■ **Source records**:
===============

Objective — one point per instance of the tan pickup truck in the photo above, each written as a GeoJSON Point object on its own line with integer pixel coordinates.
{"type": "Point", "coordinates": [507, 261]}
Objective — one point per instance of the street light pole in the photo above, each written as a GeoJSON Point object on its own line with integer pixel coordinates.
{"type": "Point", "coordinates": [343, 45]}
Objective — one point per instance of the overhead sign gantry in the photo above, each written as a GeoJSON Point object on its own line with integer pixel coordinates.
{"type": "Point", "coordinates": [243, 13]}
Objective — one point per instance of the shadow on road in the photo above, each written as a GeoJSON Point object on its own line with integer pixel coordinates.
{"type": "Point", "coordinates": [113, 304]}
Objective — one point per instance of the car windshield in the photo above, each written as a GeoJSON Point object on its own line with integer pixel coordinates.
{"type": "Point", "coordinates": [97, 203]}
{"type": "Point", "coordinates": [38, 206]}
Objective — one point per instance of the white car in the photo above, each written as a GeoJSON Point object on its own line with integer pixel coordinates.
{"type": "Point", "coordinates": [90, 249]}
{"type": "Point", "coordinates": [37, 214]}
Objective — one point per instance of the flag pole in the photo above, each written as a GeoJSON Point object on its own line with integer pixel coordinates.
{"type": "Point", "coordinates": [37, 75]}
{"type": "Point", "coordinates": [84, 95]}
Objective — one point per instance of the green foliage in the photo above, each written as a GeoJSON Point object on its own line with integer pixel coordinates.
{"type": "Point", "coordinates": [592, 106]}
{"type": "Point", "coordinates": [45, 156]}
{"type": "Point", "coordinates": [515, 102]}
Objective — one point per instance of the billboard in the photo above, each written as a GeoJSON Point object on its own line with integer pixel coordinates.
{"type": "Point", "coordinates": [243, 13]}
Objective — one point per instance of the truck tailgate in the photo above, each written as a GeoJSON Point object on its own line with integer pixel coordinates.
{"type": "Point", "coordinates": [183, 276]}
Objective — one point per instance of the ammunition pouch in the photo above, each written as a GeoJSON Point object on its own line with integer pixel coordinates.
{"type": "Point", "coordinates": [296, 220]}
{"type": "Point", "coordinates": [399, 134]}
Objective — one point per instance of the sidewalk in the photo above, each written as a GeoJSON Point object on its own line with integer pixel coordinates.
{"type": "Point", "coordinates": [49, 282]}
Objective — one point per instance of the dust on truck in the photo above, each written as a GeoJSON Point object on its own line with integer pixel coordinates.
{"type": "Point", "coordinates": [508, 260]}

===============

■ **Task description**: What is needed is an exact copy of the lines from the one containing "Objective — one point per instance of the ammunition" through the last line of the records, and nothing else.

■ **Exercise response**:
Objective — one point per instance of the ammunition pouch in the photo above, each written as a GeoJSON Point object on its own line with integer pixel coordinates.
{"type": "Point", "coordinates": [296, 220]}
{"type": "Point", "coordinates": [399, 134]}
Objective — one point per instance of the sidewalk in the photo above, each written as a GeoJSON Point object on its own line with integer pixel coordinates.
{"type": "Point", "coordinates": [49, 282]}
Objective — one point per instance of the dust on truck in the photo above, each written as a GeoJSON Point object on its own line with integer pixel coordinates.
{"type": "Point", "coordinates": [508, 260]}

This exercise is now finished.